__Text for analysis__
+++
More importantly to note is that the Stabroek Block’s PSA is not a perpetual contract. The PSA has a finite lifespan which means that at some point in the future it will expire. At the point of expiration, it is unlikely that all of the reserves will be extracted which means that following expiration, two things can happen. The first is that the new PSA with the new and improved fiscal terms will apply. And secondly, towards the end of the PSA, when all of the invested capital is recovered, the profit share in percentage terms is most likely to increase to about 60-70%, up from 25% during the cost recovery period.
With this in mind, the notion that the oil companies will benefit from a windfall if the operating cost is actually lower than 75% is not true. But of course, higher oil prices means higher profit, and since it is a 50-50 split, the government will also benefit from higher profit and royalty on account of higher prices.
The author further questioned what could account for the “steep” rise in development costs for the other approved projects, namely, Liza 2, Payara and Yellowtail, relative to Liza 1. As shown in the above table, the capital expenditure (CAPEX) for Liza 2 increased by 40% relative to Liza 1, but its production capacity increased by 83% relative to Liza 1. The CAPEX for Payara increased by 50% relative to Liza 2 with the same production capacity. Conversely, in the case of Yellowtail, the CAPEX increased by 11% relative to Payara, and the production capacity increased by 14%.
+++
__Exercises__
A - From the passage on the Stabroek Block, list every development project named in it.
B - Recast the paragraph of the passage on the Stabroek Block that begins "The author further questioned" as a short bulleted list that keeps its figures.
C - Resume the passage on the Stabroek Block from its last sentence, keeping to its technical register.

__Source material__
+++
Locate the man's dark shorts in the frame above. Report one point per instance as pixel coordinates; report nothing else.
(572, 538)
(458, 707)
+++
__Outputs in order__
A - Liza 1, Liza 2, Payara, Yellowtail

B -
- The author asked why development costs rose "steeply" for Liza 2, Payara and Yellowtail compared with Liza 1.
- Liza 2: CAPEX up 40% over Liza 1; production capacity up 83%.
- Payara: CAPEX up 50% over Liza 2; same production capacity.
- Yellowtail: CAPEX up 11% over Payara; production capacity up 14%.

C -
There are several factors that can explain the cost variance for each project. The increase is not necessarily steep because each one of the FPSO is larger than the others and/or are all designed differently based on the characteristics of the wells within their respective fields. Moreover, each new FPSO are built with different features and newer technologies. In this regard, the construction of FPSOs requires building and integrating various components and structures. Certain selection and designing factors are considered for the development of FPSO in the oil and gas industry, including production capacity, hydrocarbon reserves, number of wells, water depth, and existing infrastructure constraining the building and operational flexibility. These factors impact the cost.
Another factor that impact the cost is inflation―such that globally, the construction and building cost for FPSOs increased significantly owing to the COVID-19 pandemic.
So while the Payara project has the same production level as Liza 2, and the same amount of proven reserve, the number of wells and water depth, etc., are not the same. In fact, an examination of the project description for Liza 2 and Payara confirmed that Liza 2 is comprised of a total of six drill centers; 30 wells, including 15 oil producing wells, nine water injection wells and six gas injection wells. Payara, on the other hand, is comprised of ten drill centers; 41 wells are planned, including 20 production wells, 21 water and gas injection wells.
Altogether, these are the main factors that contribute to cost variance for the different projects.
Editor, I do hope the answers provided herein which is verifiable from publicly available sources are suffice.